Instructions for the task =>
Copy word for word the line containing "the green bush." together with all lines following it to the end of the listing below, without the pictures.

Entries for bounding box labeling
━━━━━━━━
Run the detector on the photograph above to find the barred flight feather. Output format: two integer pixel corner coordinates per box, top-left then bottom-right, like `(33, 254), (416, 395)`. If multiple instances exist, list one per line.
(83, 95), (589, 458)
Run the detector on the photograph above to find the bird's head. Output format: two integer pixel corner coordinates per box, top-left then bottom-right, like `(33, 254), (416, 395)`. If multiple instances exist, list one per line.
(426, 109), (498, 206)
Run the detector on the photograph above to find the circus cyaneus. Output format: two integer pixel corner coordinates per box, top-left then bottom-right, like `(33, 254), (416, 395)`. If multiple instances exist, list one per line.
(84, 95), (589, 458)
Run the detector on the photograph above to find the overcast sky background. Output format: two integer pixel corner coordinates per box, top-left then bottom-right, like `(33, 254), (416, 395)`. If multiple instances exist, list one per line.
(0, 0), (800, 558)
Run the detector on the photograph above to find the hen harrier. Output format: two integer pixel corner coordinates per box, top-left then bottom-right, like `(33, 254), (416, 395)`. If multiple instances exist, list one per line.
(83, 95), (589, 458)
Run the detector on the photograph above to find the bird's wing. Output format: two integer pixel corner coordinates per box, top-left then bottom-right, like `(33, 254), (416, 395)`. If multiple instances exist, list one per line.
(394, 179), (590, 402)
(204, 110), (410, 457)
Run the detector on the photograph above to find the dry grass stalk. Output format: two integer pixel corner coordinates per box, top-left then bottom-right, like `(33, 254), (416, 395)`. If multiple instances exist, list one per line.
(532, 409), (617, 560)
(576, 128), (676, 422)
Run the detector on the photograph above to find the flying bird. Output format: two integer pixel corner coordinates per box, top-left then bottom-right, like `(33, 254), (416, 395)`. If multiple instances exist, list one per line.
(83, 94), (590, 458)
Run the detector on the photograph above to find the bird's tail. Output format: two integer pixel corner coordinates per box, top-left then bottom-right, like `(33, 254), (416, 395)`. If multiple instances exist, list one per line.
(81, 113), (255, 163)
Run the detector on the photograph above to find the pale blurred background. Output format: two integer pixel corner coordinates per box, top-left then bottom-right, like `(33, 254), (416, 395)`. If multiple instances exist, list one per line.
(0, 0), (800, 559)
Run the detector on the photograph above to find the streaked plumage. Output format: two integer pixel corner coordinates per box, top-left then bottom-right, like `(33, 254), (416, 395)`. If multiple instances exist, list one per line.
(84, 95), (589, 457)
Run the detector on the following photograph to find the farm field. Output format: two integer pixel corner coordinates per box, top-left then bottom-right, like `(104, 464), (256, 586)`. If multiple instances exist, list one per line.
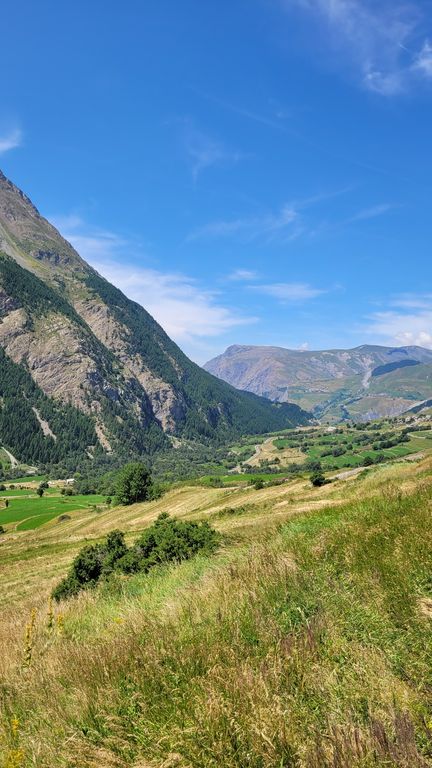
(0, 496), (105, 531)
(0, 458), (432, 768)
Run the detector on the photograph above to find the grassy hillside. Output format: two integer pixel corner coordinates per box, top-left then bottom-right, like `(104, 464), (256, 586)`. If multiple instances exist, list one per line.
(0, 458), (432, 768)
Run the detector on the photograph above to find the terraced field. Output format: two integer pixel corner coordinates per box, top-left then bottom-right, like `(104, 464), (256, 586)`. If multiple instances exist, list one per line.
(0, 496), (105, 531)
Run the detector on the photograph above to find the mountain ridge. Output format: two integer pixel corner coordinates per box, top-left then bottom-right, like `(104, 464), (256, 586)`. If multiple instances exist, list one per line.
(204, 344), (432, 421)
(0, 172), (310, 468)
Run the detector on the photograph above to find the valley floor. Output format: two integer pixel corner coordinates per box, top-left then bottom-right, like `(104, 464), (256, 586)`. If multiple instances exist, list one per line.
(0, 458), (432, 768)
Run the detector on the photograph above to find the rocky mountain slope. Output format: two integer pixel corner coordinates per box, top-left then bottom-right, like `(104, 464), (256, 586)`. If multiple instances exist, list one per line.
(0, 172), (309, 462)
(204, 345), (432, 421)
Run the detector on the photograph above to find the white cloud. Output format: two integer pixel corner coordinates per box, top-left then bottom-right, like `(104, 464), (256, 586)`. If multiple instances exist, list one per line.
(0, 128), (23, 155)
(51, 216), (258, 361)
(227, 269), (258, 282)
(187, 203), (300, 241)
(361, 294), (432, 349)
(282, 0), (432, 96)
(184, 122), (242, 181)
(414, 40), (432, 77)
(351, 203), (396, 221)
(249, 283), (325, 303)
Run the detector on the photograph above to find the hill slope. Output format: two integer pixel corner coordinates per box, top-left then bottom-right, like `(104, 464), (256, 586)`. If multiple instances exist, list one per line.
(0, 452), (432, 768)
(204, 345), (432, 421)
(0, 172), (308, 462)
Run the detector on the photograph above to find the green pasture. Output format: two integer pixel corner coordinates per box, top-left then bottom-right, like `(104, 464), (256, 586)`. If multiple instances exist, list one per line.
(0, 494), (104, 531)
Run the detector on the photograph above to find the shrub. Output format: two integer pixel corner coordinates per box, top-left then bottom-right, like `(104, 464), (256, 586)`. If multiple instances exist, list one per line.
(311, 470), (327, 488)
(116, 461), (152, 504)
(52, 513), (219, 601)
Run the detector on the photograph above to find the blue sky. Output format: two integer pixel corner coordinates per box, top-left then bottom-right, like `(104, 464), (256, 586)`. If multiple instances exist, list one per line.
(0, 0), (432, 362)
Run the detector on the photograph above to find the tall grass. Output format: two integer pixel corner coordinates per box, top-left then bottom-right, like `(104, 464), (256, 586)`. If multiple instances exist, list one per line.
(2, 464), (432, 768)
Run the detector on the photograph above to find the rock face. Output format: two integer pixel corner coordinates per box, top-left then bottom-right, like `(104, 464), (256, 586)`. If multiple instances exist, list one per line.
(204, 345), (432, 421)
(0, 172), (310, 462)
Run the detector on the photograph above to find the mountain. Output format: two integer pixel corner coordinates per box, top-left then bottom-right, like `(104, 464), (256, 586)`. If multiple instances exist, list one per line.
(204, 345), (432, 421)
(0, 172), (310, 463)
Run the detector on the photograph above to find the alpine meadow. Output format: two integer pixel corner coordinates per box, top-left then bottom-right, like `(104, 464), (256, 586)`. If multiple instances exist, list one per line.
(0, 0), (432, 768)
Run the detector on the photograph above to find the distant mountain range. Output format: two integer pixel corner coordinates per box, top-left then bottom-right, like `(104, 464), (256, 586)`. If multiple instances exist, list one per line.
(204, 345), (432, 421)
(0, 172), (310, 464)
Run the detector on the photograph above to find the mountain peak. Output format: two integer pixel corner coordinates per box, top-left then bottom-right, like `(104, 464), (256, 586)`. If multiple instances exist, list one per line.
(0, 174), (309, 463)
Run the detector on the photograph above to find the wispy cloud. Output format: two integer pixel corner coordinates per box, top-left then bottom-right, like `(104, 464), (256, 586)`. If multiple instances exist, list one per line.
(187, 203), (300, 241)
(350, 203), (399, 221)
(227, 269), (258, 282)
(0, 128), (23, 155)
(184, 121), (242, 181)
(52, 215), (258, 362)
(186, 187), (352, 243)
(282, 0), (432, 96)
(414, 40), (432, 78)
(360, 293), (432, 349)
(249, 283), (326, 303)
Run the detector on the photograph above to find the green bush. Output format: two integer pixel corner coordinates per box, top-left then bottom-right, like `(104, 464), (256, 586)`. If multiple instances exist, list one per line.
(116, 461), (152, 504)
(311, 470), (327, 488)
(52, 513), (219, 601)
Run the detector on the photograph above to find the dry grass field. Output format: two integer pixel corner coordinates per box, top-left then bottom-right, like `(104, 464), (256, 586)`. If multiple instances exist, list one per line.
(0, 458), (432, 768)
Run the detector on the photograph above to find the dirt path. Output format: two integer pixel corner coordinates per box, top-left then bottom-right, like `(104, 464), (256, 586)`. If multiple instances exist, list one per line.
(2, 446), (18, 469)
(331, 467), (365, 480)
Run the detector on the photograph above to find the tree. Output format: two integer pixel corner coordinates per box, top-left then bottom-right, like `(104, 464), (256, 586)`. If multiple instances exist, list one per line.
(116, 462), (152, 504)
(311, 470), (327, 488)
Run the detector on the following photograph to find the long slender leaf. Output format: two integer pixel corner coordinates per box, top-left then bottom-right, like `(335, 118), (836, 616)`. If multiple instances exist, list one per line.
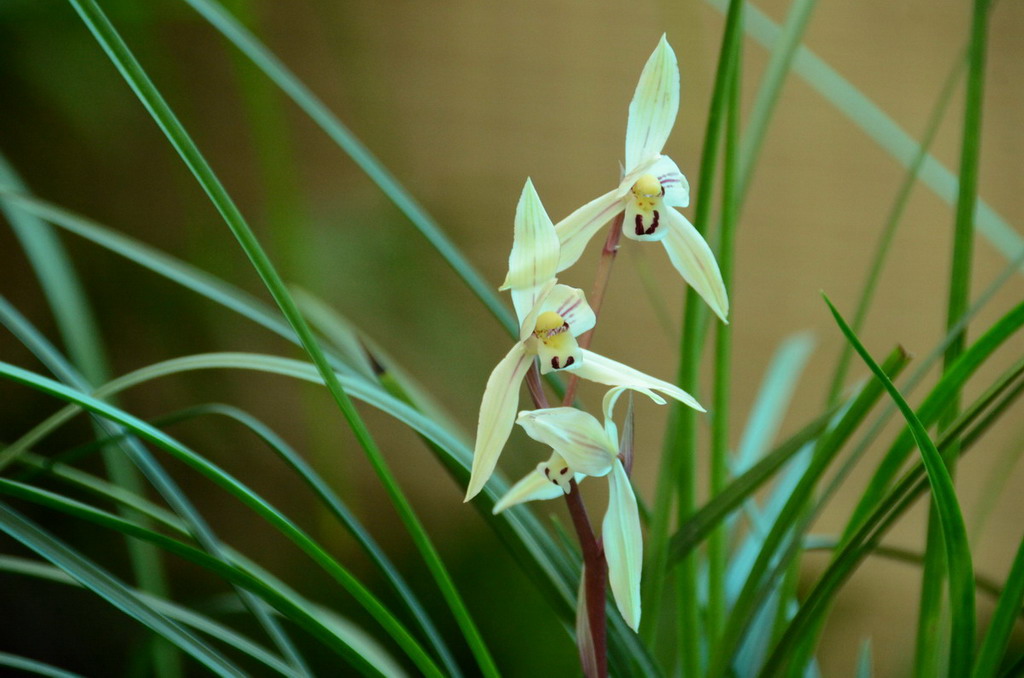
(0, 503), (245, 676)
(825, 297), (976, 676)
(705, 0), (1024, 260)
(69, 0), (498, 676)
(0, 485), (391, 676)
(0, 296), (308, 674)
(0, 363), (439, 675)
(709, 348), (908, 678)
(184, 0), (519, 336)
(0, 555), (302, 677)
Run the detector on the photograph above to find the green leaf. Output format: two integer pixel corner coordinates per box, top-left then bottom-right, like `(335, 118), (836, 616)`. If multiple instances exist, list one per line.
(0, 363), (440, 675)
(825, 297), (976, 676)
(706, 0), (1024, 268)
(64, 0), (498, 676)
(178, 0), (519, 336)
(0, 503), (245, 676)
━━━━━━━━
Finished task =>
Run the detector on the photograph above to find the green bush. Output format: two integer pixel corner coordinates per box, top-left then bottom-right, like `(104, 464), (256, 586)`. If multiple instances exist, list one per line.
(116, 461), (152, 504)
(311, 470), (327, 488)
(52, 513), (219, 601)
Run the detector on the photograph above to find the dry grass field. Output format: two integer pixel corner coordinates per box, top-left then bottom-right, like `(104, 464), (256, 586)`. If multiple instances exist, list one per line.
(0, 458), (432, 768)
Run the detector on the photograph above to find the dirt path. Output format: two integer pixel corner coordinates per box, top-left then bottom-right, like `(104, 464), (256, 586)`. If multiple instances exist, list one per line.
(2, 446), (18, 469)
(331, 467), (365, 480)
Run the detector on the photograph above to find the tree. Output format: two integer pixel corner coordinates per box, top-left then bottom-right, like `(104, 464), (256, 586)`. If multiple instances exist, list one per line.
(116, 462), (152, 504)
(311, 470), (327, 488)
Run the detector on the following photograph to find the long slender leaf. Output format: two integer pixel corner coordinates per box, top-left then bottom-right, like `(335, 118), (836, 616)`. If multiple instances exist, list one per line.
(0, 503), (245, 676)
(825, 297), (976, 676)
(705, 0), (1024, 260)
(69, 0), (498, 676)
(0, 485), (391, 676)
(0, 296), (308, 674)
(0, 363), (439, 675)
(709, 348), (908, 678)
(184, 0), (519, 336)
(0, 555), (302, 677)
Run the detector on the photograph above to find the green leaf. Output format: two integer pixel corner coordinates per box, top-left then bottom-right, like `(335, 118), (836, 616)`. If multiple instances exist, list one per line.
(0, 363), (440, 675)
(825, 297), (976, 676)
(706, 0), (1024, 268)
(64, 0), (498, 676)
(178, 0), (519, 336)
(0, 503), (245, 676)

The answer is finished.